═════ The input ═════

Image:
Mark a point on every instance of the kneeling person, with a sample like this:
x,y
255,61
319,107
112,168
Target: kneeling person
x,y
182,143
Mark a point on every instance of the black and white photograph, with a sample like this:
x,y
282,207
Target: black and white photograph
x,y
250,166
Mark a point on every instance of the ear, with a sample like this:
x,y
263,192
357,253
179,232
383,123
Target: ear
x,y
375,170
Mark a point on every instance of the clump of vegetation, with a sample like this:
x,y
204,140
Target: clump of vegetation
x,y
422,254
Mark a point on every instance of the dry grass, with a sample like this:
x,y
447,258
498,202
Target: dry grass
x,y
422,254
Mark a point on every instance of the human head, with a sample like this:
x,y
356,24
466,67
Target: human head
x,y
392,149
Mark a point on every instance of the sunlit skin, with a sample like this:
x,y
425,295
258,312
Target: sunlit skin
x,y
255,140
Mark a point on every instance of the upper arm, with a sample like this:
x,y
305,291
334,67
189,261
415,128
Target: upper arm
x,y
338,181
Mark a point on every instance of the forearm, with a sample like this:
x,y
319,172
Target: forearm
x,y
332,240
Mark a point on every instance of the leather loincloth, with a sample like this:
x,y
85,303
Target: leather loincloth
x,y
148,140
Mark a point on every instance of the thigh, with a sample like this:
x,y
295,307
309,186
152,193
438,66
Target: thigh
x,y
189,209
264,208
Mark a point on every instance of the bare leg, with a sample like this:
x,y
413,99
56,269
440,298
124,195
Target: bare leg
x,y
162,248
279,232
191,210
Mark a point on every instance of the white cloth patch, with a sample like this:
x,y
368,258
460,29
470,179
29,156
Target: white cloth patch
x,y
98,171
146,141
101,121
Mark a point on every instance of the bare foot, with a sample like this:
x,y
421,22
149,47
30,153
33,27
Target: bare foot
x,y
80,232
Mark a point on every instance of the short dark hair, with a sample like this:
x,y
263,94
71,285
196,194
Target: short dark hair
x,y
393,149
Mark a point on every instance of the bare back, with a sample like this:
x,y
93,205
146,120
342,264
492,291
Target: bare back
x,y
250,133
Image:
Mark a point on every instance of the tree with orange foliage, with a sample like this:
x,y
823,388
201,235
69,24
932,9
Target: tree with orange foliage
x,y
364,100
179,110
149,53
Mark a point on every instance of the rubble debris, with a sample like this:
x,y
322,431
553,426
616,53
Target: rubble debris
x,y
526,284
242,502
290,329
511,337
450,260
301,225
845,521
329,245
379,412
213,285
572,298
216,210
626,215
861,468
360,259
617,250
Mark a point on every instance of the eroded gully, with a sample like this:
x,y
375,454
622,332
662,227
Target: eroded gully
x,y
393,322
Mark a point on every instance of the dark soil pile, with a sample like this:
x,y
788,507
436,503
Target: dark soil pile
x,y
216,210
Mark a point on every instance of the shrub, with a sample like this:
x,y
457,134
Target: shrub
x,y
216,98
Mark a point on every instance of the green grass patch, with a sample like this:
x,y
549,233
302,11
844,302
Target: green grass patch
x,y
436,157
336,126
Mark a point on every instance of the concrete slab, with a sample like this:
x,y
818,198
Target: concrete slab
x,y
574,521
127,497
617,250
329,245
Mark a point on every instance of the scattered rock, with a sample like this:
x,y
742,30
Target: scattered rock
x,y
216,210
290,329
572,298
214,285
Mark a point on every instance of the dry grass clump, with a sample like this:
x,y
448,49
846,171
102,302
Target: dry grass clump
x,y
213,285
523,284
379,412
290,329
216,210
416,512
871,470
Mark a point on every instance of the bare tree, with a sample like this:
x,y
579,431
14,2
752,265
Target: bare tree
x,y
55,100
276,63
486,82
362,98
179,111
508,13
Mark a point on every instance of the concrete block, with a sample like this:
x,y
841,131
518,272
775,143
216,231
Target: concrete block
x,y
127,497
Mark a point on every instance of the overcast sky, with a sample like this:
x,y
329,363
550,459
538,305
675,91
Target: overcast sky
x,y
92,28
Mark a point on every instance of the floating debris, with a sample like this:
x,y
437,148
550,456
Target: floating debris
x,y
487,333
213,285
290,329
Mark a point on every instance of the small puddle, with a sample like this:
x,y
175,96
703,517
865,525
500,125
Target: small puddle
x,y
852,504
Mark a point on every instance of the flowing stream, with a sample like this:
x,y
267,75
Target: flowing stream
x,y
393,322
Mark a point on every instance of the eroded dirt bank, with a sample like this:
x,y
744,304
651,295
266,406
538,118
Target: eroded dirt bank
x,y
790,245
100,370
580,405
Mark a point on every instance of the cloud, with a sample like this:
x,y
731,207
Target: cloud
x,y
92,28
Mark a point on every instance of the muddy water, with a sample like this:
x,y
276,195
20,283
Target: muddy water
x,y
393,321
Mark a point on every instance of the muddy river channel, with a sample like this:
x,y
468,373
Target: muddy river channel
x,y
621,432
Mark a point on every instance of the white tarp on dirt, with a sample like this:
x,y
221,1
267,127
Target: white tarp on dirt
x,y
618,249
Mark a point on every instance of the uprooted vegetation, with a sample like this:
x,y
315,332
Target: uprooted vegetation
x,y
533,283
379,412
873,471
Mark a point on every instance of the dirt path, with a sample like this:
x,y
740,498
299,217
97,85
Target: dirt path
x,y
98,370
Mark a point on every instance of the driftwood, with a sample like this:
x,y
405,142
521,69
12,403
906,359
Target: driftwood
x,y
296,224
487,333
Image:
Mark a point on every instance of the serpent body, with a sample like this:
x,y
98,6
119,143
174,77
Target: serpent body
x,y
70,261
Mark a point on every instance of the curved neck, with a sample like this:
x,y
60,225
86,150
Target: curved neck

═════
═════ The input ═════

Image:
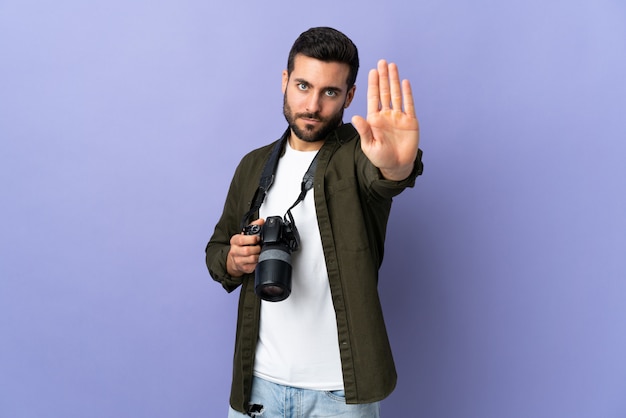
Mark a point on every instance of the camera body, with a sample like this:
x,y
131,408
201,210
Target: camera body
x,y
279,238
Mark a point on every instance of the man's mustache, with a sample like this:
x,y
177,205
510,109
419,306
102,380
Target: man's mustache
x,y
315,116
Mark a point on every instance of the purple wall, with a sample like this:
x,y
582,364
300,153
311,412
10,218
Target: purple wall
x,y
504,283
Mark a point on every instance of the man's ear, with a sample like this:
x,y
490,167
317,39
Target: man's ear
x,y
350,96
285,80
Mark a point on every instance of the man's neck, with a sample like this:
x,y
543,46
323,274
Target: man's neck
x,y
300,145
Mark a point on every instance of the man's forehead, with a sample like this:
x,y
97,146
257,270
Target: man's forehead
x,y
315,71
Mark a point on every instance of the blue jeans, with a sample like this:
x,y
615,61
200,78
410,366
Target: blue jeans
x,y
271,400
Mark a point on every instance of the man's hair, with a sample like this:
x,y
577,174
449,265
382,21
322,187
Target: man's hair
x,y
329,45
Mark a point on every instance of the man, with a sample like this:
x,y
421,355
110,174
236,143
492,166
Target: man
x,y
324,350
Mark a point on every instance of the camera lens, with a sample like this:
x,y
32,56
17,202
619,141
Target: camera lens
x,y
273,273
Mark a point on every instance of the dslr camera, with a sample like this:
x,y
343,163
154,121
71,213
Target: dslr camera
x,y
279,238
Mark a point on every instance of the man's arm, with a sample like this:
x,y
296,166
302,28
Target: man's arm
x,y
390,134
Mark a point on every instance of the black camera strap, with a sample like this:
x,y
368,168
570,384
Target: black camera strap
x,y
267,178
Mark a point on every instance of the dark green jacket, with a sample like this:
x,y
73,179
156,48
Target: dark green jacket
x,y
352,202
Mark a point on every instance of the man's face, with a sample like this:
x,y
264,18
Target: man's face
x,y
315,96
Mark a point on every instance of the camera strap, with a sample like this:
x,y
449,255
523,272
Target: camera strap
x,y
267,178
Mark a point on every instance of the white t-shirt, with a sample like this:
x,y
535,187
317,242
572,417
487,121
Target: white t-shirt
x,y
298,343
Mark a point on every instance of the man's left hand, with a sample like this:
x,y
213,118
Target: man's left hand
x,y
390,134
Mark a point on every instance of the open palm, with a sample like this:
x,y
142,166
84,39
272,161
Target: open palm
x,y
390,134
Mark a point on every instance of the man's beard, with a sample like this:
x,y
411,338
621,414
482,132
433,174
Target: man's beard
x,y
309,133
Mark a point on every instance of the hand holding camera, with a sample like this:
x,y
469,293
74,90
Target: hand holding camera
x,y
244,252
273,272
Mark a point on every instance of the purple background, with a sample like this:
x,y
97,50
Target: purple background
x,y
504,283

═════

Required work:
Change "driftwood" to "fallen timber" in the stretch of the listing from the line containing "Mark a point on every instance of the uprooted" through the line containing "Target: curved neck", leaving everything else untouched. Output only those lines.

Task output:
Mark a point on every instance of the uprooted vegetation, with a sample like this:
x,y
315,332
Target: uprooted vegetation
x,y
533,283
379,412
873,471
Mark a point on every instance of the dirt path, with a sample like this:
x,y
740,498
299,217
97,85
Target: dirt path
x,y
98,370
Mark a point on every instance of the fallen timber, with a sample like this:
x,y
405,142
521,69
12,403
906,359
Target: fallen timber
x,y
296,224
487,333
Image:
Mark a point on every instance of the serpent body, with a sample like this:
x,y
98,6
119,143
174,77
Target: serpent body
x,y
70,261
Mark a point on every instance of the curved neck, with a sample like this:
x,y
60,225
86,150
Target: curved neck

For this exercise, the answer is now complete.